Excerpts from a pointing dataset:
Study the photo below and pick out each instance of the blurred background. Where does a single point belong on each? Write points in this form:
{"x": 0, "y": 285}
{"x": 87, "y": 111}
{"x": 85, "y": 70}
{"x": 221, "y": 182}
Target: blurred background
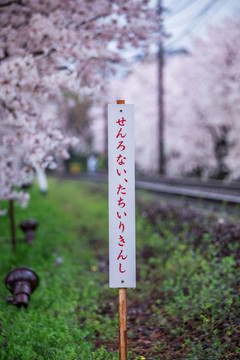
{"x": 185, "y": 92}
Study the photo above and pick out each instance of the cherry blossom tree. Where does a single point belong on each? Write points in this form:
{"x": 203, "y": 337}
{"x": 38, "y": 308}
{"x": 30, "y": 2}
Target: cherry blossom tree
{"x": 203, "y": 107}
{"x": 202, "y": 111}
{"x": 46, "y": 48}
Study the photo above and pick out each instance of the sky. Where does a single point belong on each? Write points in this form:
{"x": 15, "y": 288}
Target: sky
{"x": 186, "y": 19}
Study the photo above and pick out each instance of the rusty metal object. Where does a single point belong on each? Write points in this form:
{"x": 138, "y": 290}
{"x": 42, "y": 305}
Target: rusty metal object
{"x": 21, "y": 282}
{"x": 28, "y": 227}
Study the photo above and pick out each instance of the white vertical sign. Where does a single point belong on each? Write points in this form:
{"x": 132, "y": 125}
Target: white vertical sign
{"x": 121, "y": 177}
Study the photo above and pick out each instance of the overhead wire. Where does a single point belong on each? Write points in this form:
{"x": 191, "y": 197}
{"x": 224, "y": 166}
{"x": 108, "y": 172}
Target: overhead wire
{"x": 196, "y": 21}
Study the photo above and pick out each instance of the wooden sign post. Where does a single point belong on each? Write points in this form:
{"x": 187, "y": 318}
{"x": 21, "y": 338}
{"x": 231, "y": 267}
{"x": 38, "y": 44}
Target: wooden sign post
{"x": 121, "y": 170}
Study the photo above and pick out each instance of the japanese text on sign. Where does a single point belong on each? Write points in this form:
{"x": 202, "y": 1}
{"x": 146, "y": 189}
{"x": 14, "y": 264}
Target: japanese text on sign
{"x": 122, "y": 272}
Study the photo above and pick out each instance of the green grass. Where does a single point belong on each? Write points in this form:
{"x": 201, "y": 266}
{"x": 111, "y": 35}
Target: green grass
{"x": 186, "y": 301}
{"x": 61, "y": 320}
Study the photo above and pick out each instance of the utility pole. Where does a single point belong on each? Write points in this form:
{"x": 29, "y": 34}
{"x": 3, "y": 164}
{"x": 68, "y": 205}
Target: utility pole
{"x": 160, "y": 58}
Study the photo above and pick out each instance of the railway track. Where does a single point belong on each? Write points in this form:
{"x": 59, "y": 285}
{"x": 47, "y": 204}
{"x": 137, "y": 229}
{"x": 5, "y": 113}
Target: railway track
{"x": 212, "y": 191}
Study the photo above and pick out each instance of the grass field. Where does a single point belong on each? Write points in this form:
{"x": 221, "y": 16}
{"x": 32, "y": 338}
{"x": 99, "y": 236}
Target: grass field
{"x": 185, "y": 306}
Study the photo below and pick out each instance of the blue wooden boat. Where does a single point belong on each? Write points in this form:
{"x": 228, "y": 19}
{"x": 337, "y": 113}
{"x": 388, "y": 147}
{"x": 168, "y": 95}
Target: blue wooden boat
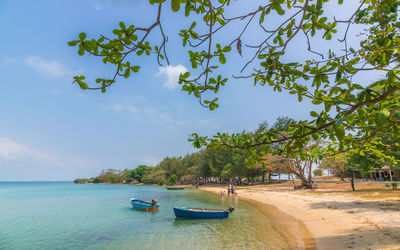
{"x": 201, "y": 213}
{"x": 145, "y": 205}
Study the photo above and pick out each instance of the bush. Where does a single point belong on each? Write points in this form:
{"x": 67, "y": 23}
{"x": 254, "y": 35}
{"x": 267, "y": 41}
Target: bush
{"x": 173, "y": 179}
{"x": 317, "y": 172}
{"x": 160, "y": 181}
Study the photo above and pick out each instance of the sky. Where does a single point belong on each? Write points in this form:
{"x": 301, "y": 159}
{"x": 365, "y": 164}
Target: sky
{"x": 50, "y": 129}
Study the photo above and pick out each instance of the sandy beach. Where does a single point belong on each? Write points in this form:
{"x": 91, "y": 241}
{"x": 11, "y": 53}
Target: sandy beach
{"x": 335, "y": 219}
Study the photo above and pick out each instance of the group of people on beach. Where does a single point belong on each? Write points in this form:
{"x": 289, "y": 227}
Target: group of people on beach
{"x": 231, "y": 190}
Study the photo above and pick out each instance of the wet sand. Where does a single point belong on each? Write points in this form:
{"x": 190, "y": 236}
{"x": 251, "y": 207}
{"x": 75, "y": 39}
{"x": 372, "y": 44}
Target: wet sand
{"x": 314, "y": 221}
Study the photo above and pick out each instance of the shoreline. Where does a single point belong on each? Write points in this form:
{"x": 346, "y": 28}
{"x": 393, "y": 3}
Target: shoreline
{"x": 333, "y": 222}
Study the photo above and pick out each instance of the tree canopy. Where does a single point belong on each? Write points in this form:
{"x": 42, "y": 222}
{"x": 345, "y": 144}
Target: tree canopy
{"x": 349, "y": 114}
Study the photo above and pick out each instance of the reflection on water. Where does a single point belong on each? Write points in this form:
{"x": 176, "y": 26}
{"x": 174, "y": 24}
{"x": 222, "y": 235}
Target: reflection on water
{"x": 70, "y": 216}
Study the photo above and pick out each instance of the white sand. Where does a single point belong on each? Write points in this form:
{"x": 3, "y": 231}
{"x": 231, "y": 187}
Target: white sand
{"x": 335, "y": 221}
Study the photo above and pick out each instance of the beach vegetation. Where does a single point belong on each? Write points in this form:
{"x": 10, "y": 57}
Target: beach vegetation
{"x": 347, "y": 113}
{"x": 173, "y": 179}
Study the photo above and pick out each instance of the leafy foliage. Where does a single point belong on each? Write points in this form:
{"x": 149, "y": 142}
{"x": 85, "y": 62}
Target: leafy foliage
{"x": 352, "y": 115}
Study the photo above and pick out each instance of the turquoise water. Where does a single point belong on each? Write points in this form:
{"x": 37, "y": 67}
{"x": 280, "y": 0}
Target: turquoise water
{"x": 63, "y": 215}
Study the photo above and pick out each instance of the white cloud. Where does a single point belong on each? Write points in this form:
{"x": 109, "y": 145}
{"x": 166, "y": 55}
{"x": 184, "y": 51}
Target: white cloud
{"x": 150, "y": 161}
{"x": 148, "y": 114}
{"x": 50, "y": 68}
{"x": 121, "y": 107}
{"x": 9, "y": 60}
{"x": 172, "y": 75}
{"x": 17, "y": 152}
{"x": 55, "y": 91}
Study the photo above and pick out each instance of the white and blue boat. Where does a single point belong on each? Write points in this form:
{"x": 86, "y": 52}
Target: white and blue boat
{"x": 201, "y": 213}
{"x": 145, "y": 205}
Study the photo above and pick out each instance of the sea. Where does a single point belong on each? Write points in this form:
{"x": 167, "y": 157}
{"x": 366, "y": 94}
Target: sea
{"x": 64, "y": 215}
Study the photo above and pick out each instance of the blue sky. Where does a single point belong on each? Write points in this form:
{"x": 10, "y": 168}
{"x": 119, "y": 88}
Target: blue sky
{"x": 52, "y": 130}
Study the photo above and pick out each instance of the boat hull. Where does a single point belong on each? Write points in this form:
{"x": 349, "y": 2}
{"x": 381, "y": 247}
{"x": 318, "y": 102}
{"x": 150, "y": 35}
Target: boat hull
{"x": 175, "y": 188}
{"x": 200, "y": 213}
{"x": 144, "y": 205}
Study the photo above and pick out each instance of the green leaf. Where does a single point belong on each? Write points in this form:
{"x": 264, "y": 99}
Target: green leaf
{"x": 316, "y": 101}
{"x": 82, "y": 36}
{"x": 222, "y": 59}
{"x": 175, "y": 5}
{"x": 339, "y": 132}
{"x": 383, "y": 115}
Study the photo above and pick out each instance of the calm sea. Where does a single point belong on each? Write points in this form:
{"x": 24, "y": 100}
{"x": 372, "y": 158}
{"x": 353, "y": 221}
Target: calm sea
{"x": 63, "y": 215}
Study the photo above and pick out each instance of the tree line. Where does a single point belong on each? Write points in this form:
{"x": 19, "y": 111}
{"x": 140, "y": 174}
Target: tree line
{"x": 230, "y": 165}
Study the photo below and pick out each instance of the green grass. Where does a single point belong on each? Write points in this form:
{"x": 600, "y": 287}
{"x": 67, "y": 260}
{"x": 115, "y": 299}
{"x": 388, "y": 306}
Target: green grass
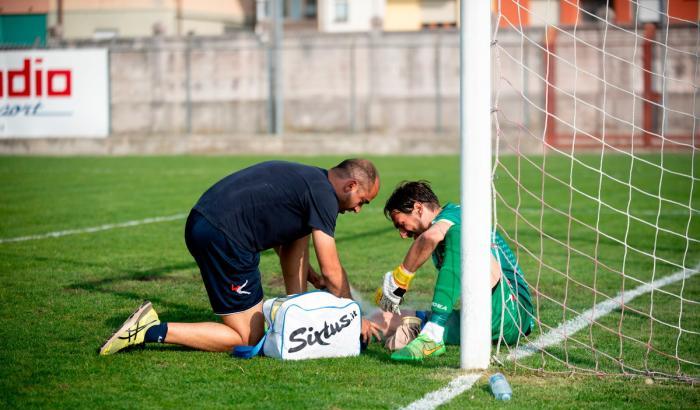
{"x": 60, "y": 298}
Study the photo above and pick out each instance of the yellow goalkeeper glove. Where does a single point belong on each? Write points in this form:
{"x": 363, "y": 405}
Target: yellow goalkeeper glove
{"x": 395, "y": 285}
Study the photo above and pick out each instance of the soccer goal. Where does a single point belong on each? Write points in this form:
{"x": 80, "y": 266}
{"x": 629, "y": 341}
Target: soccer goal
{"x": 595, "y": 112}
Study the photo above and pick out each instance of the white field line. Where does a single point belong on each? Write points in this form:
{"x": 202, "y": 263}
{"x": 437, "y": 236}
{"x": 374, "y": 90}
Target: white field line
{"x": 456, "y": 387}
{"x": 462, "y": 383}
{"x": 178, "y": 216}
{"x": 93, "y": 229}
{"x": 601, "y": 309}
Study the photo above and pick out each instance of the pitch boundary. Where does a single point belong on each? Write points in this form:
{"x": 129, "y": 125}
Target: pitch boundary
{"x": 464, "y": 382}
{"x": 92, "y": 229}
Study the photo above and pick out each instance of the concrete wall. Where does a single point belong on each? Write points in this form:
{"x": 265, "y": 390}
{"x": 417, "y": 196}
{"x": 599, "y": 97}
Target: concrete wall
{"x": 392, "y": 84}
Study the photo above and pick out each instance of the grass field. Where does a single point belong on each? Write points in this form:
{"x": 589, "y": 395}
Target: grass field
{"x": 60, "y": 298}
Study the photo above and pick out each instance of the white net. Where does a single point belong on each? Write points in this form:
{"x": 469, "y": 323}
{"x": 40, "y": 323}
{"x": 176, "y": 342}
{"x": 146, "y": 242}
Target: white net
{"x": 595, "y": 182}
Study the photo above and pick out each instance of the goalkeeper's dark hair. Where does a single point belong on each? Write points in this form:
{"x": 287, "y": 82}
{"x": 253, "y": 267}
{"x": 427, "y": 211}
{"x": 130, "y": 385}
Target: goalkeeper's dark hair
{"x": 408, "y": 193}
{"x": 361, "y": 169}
* * *
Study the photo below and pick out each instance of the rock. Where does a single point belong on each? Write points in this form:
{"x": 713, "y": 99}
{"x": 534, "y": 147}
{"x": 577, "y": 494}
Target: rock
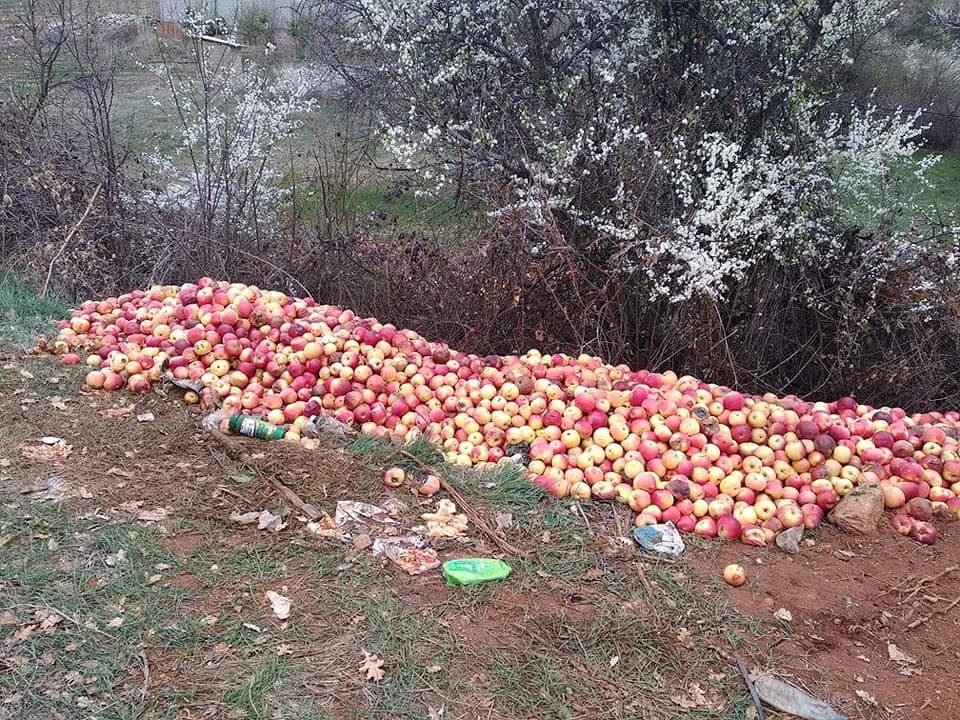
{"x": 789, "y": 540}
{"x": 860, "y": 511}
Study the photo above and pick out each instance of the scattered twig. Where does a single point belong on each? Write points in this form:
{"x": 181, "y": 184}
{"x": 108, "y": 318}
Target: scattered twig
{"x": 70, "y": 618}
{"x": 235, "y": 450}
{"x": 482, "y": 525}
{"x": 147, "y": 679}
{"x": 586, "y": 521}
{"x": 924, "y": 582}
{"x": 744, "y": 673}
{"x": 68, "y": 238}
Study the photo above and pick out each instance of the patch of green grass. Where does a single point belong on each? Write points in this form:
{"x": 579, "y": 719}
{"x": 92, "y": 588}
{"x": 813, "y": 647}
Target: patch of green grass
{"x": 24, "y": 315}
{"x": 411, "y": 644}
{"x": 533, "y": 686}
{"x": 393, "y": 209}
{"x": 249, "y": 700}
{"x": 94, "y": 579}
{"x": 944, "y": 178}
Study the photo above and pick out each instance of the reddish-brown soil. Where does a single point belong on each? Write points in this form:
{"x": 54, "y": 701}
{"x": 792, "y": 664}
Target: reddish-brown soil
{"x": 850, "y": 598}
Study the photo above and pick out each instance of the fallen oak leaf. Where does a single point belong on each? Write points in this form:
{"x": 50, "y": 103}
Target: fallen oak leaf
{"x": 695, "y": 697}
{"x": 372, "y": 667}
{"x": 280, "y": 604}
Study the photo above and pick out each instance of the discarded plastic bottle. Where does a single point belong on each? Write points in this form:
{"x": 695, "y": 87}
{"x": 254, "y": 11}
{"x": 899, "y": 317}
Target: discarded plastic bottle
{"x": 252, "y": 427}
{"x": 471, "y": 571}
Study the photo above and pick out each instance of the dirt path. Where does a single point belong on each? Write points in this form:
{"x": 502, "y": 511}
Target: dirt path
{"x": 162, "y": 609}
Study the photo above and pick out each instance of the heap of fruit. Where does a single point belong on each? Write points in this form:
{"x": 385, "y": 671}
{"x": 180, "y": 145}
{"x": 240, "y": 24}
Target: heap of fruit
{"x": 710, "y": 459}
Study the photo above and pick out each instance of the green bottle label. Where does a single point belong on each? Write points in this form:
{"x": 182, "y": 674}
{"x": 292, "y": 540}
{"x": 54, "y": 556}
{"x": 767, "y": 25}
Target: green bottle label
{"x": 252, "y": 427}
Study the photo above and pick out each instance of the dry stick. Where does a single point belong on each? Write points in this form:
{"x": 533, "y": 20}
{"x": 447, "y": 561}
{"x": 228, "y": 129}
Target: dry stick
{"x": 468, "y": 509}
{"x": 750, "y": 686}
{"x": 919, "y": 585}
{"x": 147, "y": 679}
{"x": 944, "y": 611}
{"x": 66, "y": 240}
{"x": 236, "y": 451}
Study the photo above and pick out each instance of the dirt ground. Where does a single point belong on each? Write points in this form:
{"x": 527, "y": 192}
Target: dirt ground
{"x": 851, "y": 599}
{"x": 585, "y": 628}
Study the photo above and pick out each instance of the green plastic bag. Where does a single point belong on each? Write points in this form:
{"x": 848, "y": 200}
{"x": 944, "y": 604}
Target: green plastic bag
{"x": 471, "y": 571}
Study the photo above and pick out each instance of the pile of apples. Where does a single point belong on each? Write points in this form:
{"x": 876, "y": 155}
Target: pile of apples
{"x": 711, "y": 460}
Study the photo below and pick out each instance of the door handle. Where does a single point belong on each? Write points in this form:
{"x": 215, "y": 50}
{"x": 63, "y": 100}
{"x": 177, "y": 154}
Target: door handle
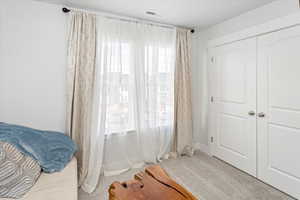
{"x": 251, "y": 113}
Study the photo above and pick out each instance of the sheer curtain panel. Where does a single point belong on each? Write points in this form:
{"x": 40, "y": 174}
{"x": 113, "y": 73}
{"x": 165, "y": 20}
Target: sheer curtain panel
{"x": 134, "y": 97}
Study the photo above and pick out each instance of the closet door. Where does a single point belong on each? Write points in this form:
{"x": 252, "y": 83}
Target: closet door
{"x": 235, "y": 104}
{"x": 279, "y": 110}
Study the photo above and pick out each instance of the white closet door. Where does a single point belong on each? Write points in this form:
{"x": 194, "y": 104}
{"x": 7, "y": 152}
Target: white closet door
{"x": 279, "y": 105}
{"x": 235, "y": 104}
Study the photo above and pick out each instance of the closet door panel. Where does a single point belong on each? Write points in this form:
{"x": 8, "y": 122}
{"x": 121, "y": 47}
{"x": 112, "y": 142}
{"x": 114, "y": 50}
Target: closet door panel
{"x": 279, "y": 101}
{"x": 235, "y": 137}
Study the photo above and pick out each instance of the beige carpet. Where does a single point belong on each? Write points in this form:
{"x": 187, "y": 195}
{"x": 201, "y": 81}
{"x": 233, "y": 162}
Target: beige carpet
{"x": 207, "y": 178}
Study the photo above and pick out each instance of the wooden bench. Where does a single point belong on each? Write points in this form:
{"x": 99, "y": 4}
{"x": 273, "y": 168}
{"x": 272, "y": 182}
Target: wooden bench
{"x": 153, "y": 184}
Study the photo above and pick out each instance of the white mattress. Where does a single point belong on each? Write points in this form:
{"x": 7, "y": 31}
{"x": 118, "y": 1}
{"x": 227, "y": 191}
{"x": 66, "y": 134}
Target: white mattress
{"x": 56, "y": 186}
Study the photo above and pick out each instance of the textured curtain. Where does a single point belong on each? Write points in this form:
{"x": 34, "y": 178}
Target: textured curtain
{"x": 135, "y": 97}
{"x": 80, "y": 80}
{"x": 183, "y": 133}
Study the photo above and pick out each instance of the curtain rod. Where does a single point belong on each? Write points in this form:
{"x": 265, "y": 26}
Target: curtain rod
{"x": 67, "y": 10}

#### Required task:
Count the lines in the rows above that contain the string "reddish", and give only that number.

#### Final result:
2